L’estate sta finendo e un anno se ne va. Così cantavano i Righeira nel 1985. Altri tempi, ormai le vacanze sono brevi e frammentate nel tempo. E infatti, bravi figli dei nostri tempi, anche noi Pinte facciamo vacanze molto brevi. Come ad esempio la nostra recente due giorni nel capoluogo salentino, Lecce. La Firenze del Sud come la chiamò Ferdinand Gregorovius, un’espressione che i suoi abitanti iniziano a percepire con un certo fastidio, come abbiamo avuto modo di chiedere direttamente loro. Hanno anche ragione, eh. Come vi sentireste voi se vi chiamassero sempre “l’Alberto Angela di Roccalumera”? All’inizio può far piacere, poi inizia a rodervi il c***o. Ad ogni modo, questo è l’assolutamente non richiesto racconto della nostra improvvisata vacanza.
Scusi, dov'è il mare?

— Materiale mostrato —
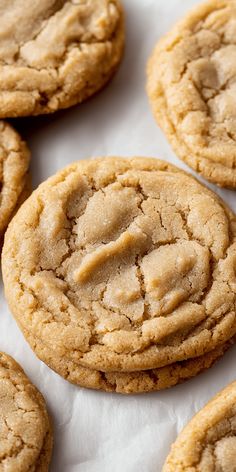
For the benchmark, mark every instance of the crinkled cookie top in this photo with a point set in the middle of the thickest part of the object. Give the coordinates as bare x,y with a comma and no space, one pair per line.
124,265
208,442
14,163
25,436
192,88
55,53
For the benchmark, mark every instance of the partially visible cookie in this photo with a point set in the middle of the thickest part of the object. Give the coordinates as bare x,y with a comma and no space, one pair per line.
208,442
56,53
192,89
126,382
125,265
25,430
14,178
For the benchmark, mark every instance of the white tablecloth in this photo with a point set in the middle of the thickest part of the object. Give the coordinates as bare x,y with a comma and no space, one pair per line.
95,431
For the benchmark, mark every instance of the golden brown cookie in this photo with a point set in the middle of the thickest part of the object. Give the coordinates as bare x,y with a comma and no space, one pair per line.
208,442
192,89
14,177
56,53
25,430
125,265
126,382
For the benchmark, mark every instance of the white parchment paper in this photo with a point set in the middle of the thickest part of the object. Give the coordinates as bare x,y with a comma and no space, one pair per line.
95,431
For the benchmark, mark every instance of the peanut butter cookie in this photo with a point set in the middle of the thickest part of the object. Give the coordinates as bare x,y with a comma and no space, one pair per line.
25,431
208,442
126,382
56,53
125,265
192,89
14,178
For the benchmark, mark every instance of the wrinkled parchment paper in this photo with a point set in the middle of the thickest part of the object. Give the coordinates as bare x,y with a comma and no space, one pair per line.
95,431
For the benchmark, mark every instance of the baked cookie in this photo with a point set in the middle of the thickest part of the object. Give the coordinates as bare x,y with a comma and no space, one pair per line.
125,265
208,442
126,382
56,53
25,430
14,178
192,89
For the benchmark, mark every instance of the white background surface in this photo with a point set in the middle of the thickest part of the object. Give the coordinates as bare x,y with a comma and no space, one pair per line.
95,431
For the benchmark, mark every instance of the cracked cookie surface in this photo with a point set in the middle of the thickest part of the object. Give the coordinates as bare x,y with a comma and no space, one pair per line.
191,85
25,431
208,442
14,178
56,53
125,264
126,382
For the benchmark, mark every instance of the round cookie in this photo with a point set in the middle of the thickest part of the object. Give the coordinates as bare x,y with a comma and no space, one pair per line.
25,430
126,382
125,265
14,178
208,442
191,86
61,52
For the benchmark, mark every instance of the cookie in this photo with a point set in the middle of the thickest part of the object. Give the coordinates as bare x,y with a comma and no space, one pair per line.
208,442
125,265
54,54
14,178
25,430
191,86
126,382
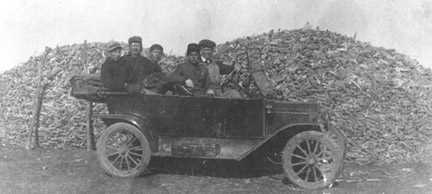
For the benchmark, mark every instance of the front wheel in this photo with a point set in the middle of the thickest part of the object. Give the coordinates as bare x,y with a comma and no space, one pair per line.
123,150
312,159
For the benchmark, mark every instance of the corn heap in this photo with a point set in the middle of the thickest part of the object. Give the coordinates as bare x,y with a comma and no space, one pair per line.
377,97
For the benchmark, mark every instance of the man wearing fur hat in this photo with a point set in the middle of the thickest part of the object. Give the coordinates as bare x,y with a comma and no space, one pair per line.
192,74
139,66
114,75
216,69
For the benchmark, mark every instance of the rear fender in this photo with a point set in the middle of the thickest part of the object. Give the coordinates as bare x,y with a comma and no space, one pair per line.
277,140
140,122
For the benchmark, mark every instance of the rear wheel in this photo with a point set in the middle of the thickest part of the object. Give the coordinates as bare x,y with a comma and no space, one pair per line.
123,150
312,159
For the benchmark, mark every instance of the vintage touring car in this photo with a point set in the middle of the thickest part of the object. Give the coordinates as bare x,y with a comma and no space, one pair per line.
140,127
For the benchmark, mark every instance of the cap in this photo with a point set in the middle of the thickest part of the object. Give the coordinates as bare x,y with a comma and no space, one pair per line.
113,45
206,44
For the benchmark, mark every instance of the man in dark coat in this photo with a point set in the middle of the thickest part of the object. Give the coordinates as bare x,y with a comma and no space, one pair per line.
216,69
139,66
114,75
156,53
192,74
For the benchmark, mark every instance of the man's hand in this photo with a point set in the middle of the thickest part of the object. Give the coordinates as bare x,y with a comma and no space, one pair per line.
210,92
189,83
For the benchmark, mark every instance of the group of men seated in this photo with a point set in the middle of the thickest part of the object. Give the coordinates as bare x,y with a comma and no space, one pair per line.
198,75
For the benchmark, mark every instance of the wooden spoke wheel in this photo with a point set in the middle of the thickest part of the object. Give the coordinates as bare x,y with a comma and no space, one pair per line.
311,160
123,150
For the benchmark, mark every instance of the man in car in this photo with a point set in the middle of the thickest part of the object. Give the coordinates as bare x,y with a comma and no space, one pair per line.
156,53
192,74
114,75
215,69
139,66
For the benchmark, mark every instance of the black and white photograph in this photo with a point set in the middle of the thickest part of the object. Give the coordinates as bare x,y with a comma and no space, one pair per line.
216,96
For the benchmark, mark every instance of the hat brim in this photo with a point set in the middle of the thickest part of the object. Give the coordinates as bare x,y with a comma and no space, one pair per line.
113,49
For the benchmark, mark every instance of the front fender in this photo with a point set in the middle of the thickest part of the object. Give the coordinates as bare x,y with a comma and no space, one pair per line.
140,122
285,132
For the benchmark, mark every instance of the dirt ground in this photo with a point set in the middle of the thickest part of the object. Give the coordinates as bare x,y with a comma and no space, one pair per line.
78,171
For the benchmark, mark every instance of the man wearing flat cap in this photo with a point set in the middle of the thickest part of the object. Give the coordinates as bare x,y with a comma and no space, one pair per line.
192,73
139,66
114,75
215,69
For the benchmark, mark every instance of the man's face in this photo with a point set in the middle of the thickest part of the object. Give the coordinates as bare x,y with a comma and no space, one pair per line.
135,48
206,53
115,54
156,54
194,57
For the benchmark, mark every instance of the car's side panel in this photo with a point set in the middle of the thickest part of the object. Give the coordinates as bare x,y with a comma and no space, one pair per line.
279,114
195,116
210,148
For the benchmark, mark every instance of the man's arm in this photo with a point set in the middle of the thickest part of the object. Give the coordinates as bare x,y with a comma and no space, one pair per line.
178,75
224,69
107,77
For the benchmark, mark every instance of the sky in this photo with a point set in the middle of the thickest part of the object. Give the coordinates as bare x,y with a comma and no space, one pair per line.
26,26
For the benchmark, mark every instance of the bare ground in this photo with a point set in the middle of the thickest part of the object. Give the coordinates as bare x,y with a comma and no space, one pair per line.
78,171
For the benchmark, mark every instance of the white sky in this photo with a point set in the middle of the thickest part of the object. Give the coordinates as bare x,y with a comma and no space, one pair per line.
26,27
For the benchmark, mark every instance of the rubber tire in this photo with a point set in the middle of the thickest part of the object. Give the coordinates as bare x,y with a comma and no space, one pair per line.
324,138
340,139
107,166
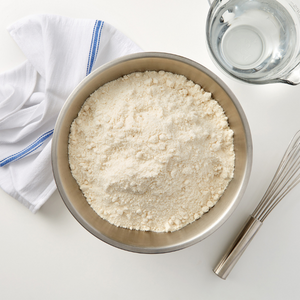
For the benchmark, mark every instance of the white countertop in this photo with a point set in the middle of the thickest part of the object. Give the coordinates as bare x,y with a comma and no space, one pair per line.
49,255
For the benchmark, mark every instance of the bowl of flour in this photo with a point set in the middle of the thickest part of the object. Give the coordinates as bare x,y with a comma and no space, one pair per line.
151,153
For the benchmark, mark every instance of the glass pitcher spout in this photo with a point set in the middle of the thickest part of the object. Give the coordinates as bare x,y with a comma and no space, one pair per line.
293,77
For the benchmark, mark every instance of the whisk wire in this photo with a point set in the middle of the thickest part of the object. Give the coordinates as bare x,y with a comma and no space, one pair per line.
285,179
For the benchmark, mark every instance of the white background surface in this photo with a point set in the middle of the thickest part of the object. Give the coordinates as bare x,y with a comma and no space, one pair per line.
48,255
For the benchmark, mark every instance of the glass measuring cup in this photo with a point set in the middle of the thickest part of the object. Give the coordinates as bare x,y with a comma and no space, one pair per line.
256,41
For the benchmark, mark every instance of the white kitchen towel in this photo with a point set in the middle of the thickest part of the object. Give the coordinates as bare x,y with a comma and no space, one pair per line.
61,51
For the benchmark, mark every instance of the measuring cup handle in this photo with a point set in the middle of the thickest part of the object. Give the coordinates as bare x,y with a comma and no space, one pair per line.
237,248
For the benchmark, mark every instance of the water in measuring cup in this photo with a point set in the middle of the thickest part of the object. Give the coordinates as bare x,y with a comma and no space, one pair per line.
255,38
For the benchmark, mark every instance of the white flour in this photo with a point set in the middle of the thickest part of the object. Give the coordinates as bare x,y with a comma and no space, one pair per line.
151,151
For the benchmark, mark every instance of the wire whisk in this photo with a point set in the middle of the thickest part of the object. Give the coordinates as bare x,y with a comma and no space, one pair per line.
285,179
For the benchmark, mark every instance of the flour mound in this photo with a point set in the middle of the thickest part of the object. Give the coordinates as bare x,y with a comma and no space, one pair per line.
151,151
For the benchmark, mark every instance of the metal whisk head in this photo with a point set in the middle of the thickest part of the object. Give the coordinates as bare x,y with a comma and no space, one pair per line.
285,179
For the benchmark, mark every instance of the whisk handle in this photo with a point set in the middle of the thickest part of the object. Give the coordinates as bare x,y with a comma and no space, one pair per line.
237,248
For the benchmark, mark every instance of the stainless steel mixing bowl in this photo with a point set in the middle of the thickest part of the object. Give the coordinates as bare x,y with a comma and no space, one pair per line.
140,241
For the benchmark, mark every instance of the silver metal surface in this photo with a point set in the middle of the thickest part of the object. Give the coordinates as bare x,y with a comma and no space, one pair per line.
237,248
285,179
140,241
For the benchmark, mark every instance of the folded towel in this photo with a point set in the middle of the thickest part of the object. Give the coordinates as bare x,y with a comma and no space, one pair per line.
61,52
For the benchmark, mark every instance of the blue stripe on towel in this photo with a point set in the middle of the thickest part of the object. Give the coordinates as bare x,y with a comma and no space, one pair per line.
39,142
94,45
32,147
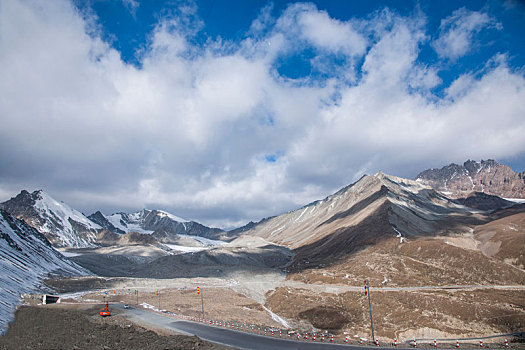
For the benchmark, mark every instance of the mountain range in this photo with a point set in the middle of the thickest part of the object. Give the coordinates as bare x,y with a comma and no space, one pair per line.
26,257
67,227
389,230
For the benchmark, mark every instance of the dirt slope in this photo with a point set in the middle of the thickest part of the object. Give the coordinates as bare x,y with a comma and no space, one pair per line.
62,328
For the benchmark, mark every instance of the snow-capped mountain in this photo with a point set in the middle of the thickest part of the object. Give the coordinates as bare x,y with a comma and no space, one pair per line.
487,176
162,225
102,221
61,224
371,210
26,257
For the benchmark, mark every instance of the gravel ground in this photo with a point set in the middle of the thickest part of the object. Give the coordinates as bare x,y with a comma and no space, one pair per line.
82,328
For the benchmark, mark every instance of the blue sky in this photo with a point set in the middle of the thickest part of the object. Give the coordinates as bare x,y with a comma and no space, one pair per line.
230,111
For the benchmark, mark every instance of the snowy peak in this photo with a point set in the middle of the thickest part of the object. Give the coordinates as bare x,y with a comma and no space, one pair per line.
61,224
486,176
26,257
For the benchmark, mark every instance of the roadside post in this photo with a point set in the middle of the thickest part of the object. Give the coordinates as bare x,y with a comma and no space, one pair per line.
202,301
367,292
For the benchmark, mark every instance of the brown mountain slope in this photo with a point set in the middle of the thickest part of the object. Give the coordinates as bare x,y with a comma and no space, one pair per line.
487,176
373,209
504,239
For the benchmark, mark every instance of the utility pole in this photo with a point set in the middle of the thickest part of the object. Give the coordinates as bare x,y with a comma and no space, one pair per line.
367,292
202,302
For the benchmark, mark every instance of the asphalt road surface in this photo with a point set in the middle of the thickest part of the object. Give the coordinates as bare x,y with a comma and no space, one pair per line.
229,337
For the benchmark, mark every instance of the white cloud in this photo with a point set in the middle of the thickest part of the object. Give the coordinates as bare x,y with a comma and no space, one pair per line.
190,130
132,6
457,32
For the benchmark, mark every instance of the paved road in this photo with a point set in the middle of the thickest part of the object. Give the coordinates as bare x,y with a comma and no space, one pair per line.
340,288
236,339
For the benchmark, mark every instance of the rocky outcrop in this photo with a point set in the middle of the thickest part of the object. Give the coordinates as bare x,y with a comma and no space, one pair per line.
488,177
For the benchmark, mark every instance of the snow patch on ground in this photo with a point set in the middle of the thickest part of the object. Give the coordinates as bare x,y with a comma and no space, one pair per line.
181,248
277,318
206,241
68,254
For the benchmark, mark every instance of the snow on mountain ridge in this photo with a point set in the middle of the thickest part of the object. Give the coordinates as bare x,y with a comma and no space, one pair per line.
61,224
26,257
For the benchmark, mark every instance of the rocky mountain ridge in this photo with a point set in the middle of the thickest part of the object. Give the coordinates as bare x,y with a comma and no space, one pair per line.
486,176
64,226
26,257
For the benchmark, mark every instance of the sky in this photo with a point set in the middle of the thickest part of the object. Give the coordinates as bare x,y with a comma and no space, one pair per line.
228,111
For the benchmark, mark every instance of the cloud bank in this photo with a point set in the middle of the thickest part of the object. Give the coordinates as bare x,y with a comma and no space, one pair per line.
217,133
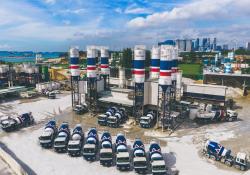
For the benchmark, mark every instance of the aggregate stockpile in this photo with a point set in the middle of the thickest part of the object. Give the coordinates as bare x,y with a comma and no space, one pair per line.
91,145
102,118
46,140
157,161
149,120
106,151
139,157
119,118
76,142
122,153
62,138
218,152
14,123
207,114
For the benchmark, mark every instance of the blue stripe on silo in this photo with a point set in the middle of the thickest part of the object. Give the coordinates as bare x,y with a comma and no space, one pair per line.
155,62
175,63
165,65
139,64
104,60
74,60
91,61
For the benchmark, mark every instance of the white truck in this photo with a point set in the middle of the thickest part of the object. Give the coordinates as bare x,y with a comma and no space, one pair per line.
139,157
106,151
122,153
46,140
76,142
158,164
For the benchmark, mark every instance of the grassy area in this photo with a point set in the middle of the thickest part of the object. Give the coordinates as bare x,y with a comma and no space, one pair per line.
193,71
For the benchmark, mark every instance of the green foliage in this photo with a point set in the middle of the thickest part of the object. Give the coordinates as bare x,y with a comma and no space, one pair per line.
193,71
242,52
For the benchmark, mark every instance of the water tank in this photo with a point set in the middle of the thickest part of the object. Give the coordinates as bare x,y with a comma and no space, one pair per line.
174,68
91,61
74,62
155,63
139,63
105,61
228,68
165,66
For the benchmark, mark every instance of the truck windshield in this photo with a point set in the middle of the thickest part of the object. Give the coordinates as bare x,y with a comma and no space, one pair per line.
123,159
159,167
106,155
73,146
139,163
88,150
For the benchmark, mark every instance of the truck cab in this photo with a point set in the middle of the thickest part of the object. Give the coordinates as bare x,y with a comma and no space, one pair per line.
80,109
103,118
47,138
106,151
91,146
231,115
241,161
122,153
148,120
76,142
139,157
158,164
62,139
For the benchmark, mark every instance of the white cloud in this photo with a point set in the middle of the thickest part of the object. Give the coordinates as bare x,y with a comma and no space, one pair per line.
73,11
137,10
118,10
196,10
50,1
4,46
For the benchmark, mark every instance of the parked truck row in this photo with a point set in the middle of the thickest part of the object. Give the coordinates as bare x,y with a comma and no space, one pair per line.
113,117
118,154
217,152
14,123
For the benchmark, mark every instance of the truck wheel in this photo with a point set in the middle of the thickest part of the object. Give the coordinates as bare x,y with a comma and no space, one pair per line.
228,163
213,158
242,168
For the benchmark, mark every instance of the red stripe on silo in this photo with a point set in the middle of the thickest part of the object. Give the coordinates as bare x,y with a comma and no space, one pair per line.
165,74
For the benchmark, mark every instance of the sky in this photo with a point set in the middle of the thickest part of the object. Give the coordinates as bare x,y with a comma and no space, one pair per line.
55,25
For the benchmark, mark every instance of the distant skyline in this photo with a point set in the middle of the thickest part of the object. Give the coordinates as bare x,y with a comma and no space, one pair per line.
55,25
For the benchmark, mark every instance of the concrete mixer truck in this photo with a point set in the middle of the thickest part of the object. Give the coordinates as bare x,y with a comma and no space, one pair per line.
157,161
102,118
117,119
46,140
139,157
149,120
106,151
91,146
13,123
62,138
122,153
76,142
218,152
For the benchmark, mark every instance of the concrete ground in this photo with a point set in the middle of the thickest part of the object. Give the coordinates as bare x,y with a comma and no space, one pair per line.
182,148
5,169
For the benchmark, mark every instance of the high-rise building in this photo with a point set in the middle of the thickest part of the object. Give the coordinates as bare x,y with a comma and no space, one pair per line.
188,43
197,44
225,47
214,44
181,45
248,45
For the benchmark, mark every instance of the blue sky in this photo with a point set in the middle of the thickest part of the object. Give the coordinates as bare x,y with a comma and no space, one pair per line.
55,25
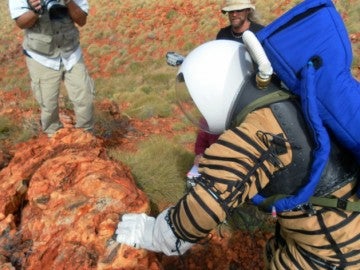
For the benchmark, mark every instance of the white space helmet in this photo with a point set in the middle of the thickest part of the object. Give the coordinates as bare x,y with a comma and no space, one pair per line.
209,81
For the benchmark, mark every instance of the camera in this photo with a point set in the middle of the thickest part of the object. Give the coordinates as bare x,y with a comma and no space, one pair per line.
56,9
174,59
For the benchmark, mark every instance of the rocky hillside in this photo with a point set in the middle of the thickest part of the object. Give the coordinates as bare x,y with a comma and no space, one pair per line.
61,198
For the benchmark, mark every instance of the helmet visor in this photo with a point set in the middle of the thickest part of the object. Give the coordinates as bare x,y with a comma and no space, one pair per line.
187,104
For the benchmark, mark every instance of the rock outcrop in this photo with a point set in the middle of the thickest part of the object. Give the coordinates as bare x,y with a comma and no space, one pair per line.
61,201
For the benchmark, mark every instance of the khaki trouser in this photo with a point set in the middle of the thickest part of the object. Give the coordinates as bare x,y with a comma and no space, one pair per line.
45,84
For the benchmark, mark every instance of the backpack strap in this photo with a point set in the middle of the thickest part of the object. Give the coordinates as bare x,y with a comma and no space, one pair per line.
319,201
279,95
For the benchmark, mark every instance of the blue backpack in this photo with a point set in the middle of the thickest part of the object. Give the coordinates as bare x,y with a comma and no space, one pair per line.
310,51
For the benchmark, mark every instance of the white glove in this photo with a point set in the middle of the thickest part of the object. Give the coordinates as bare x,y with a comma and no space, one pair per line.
142,231
136,230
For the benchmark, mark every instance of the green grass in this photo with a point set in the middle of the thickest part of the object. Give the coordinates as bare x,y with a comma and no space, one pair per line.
159,168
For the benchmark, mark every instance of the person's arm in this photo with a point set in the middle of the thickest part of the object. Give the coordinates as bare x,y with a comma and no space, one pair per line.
229,179
76,13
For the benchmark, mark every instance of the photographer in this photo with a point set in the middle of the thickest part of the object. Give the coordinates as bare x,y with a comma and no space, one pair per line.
53,54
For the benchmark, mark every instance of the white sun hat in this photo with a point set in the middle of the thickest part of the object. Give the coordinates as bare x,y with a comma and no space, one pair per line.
231,5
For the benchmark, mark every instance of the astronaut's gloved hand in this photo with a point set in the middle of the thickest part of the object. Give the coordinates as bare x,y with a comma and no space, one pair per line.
136,230
142,231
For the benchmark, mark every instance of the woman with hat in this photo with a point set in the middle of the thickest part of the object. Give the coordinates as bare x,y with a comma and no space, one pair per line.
242,17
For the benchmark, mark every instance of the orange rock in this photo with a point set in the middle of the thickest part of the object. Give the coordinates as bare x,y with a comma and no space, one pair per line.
67,197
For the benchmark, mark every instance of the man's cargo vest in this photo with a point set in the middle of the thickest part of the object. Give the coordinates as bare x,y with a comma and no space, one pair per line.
52,37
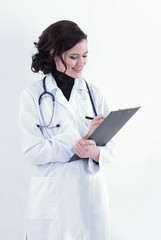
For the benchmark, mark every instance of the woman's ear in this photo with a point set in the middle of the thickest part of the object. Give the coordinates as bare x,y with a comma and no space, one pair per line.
51,51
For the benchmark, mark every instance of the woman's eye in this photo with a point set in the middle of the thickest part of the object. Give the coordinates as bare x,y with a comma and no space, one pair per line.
73,57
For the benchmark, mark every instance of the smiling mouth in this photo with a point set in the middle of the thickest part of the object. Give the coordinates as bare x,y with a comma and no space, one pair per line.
77,69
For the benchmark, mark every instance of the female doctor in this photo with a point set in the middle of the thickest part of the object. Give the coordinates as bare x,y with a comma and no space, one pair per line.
67,200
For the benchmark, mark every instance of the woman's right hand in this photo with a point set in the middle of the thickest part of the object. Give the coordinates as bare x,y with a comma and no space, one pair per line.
94,124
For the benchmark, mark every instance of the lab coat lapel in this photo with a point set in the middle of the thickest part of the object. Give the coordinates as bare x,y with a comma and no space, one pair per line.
75,96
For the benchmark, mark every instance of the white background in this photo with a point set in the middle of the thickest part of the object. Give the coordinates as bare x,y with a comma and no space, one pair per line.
124,59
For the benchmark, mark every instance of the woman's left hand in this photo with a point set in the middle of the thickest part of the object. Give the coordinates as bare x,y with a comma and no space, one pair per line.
87,149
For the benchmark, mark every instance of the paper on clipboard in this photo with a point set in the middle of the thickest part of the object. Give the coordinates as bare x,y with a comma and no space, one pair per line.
109,127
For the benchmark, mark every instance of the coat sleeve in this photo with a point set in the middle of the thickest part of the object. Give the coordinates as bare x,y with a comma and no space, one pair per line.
107,152
36,149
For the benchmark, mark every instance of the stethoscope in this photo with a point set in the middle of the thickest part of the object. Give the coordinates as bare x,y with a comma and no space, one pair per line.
44,94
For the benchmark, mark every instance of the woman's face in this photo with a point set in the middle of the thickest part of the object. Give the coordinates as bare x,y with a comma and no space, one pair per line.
75,60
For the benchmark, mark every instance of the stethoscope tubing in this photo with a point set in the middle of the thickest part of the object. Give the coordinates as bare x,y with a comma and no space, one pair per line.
45,92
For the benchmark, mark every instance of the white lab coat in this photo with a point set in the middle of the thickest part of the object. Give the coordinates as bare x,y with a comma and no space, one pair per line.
67,201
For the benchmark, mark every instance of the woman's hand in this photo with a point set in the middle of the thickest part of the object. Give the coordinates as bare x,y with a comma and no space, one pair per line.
87,149
94,124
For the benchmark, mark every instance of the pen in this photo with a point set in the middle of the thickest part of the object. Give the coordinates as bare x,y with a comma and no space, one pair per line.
89,118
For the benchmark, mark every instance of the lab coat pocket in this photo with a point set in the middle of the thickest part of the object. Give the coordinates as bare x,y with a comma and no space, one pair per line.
42,198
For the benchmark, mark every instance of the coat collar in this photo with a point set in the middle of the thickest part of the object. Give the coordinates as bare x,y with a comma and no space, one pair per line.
79,83
51,86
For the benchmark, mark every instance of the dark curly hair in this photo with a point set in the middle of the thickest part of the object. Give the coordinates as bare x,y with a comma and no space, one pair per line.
59,37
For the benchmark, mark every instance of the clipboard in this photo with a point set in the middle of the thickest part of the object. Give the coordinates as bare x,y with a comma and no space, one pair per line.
109,127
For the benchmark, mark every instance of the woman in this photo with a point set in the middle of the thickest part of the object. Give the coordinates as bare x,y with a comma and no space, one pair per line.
67,200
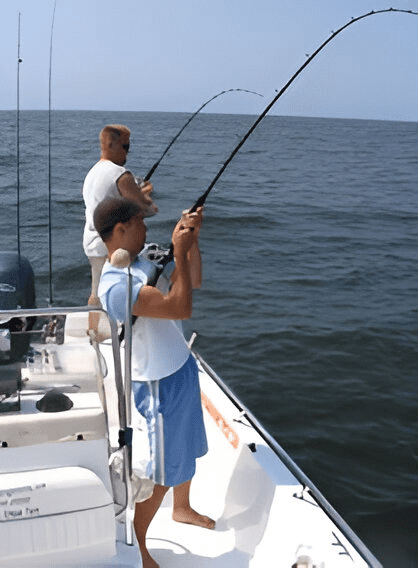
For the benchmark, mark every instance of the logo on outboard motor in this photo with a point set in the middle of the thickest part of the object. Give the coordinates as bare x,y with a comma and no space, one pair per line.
6,287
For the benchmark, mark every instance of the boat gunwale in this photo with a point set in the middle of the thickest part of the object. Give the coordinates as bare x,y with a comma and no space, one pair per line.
335,517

— Il tuo obiettivo —
Nel testo sulla vacanza a Lecce, chi ha chiamato la città «la Firenze del Sud»? Le voci costituiscono materiale a sé, distinto dal testo.

— Risposta scritta —
Ferdinand Gregorovius.